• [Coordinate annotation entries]
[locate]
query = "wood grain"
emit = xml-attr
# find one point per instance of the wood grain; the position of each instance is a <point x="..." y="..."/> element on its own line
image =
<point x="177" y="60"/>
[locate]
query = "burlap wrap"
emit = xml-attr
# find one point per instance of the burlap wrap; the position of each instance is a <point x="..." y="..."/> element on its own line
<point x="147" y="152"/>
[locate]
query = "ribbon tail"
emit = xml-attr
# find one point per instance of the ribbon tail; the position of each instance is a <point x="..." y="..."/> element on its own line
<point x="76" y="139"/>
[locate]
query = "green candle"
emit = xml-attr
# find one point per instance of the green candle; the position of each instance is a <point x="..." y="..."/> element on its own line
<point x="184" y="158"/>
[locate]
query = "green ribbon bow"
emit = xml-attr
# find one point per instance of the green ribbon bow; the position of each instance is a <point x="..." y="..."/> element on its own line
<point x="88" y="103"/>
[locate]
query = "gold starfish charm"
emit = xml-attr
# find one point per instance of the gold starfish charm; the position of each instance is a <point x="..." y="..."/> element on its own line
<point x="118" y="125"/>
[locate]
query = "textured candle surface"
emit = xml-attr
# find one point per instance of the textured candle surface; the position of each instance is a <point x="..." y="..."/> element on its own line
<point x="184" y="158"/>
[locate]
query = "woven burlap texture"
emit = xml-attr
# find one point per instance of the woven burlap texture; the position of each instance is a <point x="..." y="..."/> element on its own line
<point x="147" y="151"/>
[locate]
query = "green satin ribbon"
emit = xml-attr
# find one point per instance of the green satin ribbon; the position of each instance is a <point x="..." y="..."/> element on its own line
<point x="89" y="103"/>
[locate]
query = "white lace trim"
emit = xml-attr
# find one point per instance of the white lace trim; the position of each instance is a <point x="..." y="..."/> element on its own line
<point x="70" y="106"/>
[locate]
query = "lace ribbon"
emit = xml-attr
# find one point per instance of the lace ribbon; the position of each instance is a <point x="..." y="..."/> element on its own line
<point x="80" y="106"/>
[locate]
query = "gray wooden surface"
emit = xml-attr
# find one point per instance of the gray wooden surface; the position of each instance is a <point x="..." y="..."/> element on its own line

• [Required work]
Set all of the records down again, exactly as they stand.

• [Response]
[locate]
query = "wood grain"
emit = xml-attr
# find one point per instance of the wood grain; the position of each instance is a <point x="..." y="..."/> element on its own line
image =
<point x="177" y="60"/>
[locate]
query = "burlap wrap"
emit = xml-attr
# find one point per instance of the burlap wrap; the position of each instance is a <point x="..." y="..."/> element on its own line
<point x="147" y="152"/>
[locate]
query = "ribbon tail"
emit = xml-attr
# find one point per instance of the ribbon tail; the position of each instance is a <point x="..." y="..."/> element on its own line
<point x="76" y="139"/>
[locate]
query = "green candle"
emit = xml-attr
# find one point per instance of the green candle; the position of each instance is a <point x="..." y="..."/> element on its own line
<point x="184" y="158"/>
[locate]
query = "green ribbon bow"
emit = xml-attr
# find one point per instance of the green ribbon bow; the position of each instance is a <point x="..." y="..."/> element on its own line
<point x="88" y="103"/>
[locate]
query = "gold starfish charm"
emit = xml-attr
# find one point per instance of the gold starfish charm; the position of each instance is a <point x="..." y="..."/> element on its own line
<point x="118" y="125"/>
[locate]
query = "textured candle surface"
emit = xml-attr
# find one point per instance of the textured candle surface; the position of each instance is a <point x="..." y="..."/> element on its own line
<point x="184" y="158"/>
[locate]
query = "woven burlap texture"
emit = xml-attr
# find one point per instance of the woven burlap texture; the position of each instance is a <point x="..." y="..."/> element on its own line
<point x="147" y="151"/>
[locate]
query = "green satin ribbon"
emit = xml-attr
# find one point per instance of the green satin ribbon; the position of each instance is a <point x="..." y="..."/> element on its own line
<point x="89" y="103"/>
[locate]
query = "white lace trim"
emit = xml-attr
# find one point per instance of the white lace trim; the position of each instance is a <point x="..." y="..."/> element on its own line
<point x="70" y="106"/>
[locate]
query = "lace ribbon"
emit = xml-attr
# find one point per instance of the lace ribbon; the position of each instance is a <point x="..." y="..."/> element on its own line
<point x="80" y="106"/>
[locate]
query = "gray wooden surface"
emit = xml-attr
# find one point per instance of the gray wooden surface; the position of each instance is a <point x="..." y="..."/> element on its own line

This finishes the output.